Referring expression data:
-- -- --

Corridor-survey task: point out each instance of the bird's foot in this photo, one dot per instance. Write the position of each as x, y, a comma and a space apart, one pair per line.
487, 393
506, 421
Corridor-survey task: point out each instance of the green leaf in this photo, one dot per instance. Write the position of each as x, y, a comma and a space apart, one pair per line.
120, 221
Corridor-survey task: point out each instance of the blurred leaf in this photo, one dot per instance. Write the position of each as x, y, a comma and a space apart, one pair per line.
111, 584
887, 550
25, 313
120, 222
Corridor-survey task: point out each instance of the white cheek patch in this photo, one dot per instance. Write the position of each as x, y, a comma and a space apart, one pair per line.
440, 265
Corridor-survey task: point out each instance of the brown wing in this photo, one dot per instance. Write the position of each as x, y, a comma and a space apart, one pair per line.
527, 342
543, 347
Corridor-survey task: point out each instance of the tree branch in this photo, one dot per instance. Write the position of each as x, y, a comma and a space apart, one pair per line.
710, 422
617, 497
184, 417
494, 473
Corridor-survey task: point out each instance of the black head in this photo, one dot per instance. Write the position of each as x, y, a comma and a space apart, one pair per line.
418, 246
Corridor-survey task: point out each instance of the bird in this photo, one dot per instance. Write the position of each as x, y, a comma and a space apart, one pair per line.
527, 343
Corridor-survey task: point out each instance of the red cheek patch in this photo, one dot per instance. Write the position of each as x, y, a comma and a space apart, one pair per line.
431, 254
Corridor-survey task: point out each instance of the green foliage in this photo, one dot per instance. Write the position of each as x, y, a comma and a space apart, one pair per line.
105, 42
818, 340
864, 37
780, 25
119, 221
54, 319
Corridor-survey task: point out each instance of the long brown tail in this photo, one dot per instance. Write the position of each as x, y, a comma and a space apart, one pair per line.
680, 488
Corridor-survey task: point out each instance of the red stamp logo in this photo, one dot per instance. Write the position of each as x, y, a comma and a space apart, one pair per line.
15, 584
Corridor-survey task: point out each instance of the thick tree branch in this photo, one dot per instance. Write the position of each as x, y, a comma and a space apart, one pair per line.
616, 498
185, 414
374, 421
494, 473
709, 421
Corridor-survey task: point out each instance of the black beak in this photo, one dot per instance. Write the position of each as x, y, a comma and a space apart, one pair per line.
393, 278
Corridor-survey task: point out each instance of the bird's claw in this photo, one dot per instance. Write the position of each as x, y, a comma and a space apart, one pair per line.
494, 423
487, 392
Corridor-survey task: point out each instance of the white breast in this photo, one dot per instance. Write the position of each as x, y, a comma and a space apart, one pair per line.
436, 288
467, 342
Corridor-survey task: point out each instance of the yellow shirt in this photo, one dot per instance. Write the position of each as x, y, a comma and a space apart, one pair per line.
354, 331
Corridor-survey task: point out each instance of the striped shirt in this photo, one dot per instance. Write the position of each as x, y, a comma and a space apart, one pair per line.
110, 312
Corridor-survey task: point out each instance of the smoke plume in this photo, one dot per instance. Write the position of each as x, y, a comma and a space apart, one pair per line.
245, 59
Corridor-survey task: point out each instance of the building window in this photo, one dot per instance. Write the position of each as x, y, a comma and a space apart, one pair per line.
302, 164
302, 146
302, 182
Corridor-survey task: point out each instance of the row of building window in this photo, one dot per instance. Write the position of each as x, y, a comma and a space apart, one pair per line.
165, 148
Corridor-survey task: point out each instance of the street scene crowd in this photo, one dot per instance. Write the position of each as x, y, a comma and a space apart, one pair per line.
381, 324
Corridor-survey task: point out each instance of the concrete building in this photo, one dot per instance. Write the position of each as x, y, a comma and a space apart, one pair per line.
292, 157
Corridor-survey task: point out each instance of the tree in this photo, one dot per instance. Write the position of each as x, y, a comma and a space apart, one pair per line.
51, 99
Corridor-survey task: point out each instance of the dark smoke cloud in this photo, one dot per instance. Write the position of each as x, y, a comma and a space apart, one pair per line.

-- -- --

Reproduce every record word for word.

Corridor-survey task: point out each instance of the bird's foot in this photo, one dot per instance. Write the position of each as x, y, a comma and a space apart, one pair per line.
487, 393
506, 421
Corridor-survey task: point out each instance of the green leaf in this photo, one dot per instance. Write the position of each as x, y, a comma and a space apart, one pair per line.
120, 221
Corridor-survey task: point out each instance of the blurred leaf in this photo, one dot per instance. Write the position of each as x, y, a comma and a space apart, one pair per line.
111, 584
887, 550
25, 313
120, 222
Corridor-survey task: point out each instance of the white cheek patch in this photo, one dot per instance. Write the position of each as x, y, a comma and a space apart, one pair per line.
440, 265
Corridor-survey task: point out each instance of the brown wing in this photo, one dot per instance. Write the position of each as x, y, a comma and a space apart, one pair per line.
527, 342
543, 347
Corridor-survey task: point out each instance of the tree branch in this photo, one dot per instance. Write the position of each as x, y, a comma and a space apart, one pair per line.
710, 422
617, 497
184, 417
494, 473
Corridor-survey task: point out each instance of the black head in this photo, one dot per instance. Write the position of each as x, y, a comma and a space apart, one pair per line.
418, 246
Corridor-survey task: point out each instance of the bird in this photo, one dot per instance. Write the position of each as x, y, a comma and a space apart, one pair per line.
527, 343
Corridor-survey task: point out each instance of the red cheek patch in this photo, one dot per instance. Write the position of each as x, y, a comma and a space apart, one pair per line.
431, 254
Corridor-survey task: point out each instance of the green foliage in this photo, one dot per instance. Write the position of each as x, y, a comma and a space apart, one pair per line.
105, 42
818, 340
864, 37
780, 25
119, 221
54, 319
Corridor-survey task: point out each instance of the long brown tail in this photo, one dot per instance. Write the position of each as x, y, a comma and a space apart, one pair per line.
680, 488
Corridor-survey task: point out each instance of the red stamp logo in this photo, one dot per instance. Write the position of each as x, y, a comma and a space apart, one pair per line.
15, 584
Corridor-survey task: point out each instance of the thick tree branch in this photo, one dot per instance. Write the position of each as x, y, a comma and a space apart, one pair per line.
616, 498
185, 414
374, 421
494, 473
709, 421
Corridor-survey task: point out each instance of the black beak in this photo, one dot per instance. Write the position of each as x, y, a comma and a space apart, one pair per line.
393, 278
Corridor-survey task: point out each instance of the bird's claw in this photo, one dot per instance. Write the position of each as x, y, a comma and a space apart, one pair per line.
494, 423
487, 392
Corridor-survey task: point out each instance of the white breast in this photo, one dot per instance. Write the position of each as x, y, a comma and a space apart, one pair per line.
436, 288
467, 342
Corridor-survey task: point out each instance of the yellow shirt in this photo, one dot per instance. Write the position of each as x, y, a comma and a space apart, one pair per line.
354, 331
Corridor-survey task: point out each instance of the striped shirt in this photo, one dot per instance. Write the position of each as x, y, a comma and a space apart, one pair per line.
110, 312
Corridor-survey task: point out each instance of the smoke plume in this photo, one dot per instance. Write the position of each as x, y, a comma and a space apart, one pair per line.
245, 59
Corridor-survey task: point out each instance of the building window in this photo, one dot per instance. Write the position of each as x, y, a comma and a space apart, one pair per line.
302, 164
302, 146
302, 182
Corridor-survey task: point out each instance of the row of building window in this photo, one dot per instance. Write the position of each as x, y, a comma and a space apart, one pair per line.
165, 148
Corridor-survey task: point out each instance of the street scene crowd in this photo, one dot per instance. Write the position of each as x, y, a comma and a space apart, one pair per line.
381, 324
Corridor-survey task: point out each instance of the concrete building in this photo, one dot per instance. Write the position of each as x, y, a comma and a space apart, one pair per line.
292, 157
Corridor-survey task: point out each instance of the tree in this photo, one dot per instance. Write the position of each as x, y, a comma and a space apart, one pair per line.
51, 99
Corridor-survey task: point out each instance of the dark smoke cloud in this photo, one dot per instance. Write the position of each as x, y, a comma and a space apart, one pair per line.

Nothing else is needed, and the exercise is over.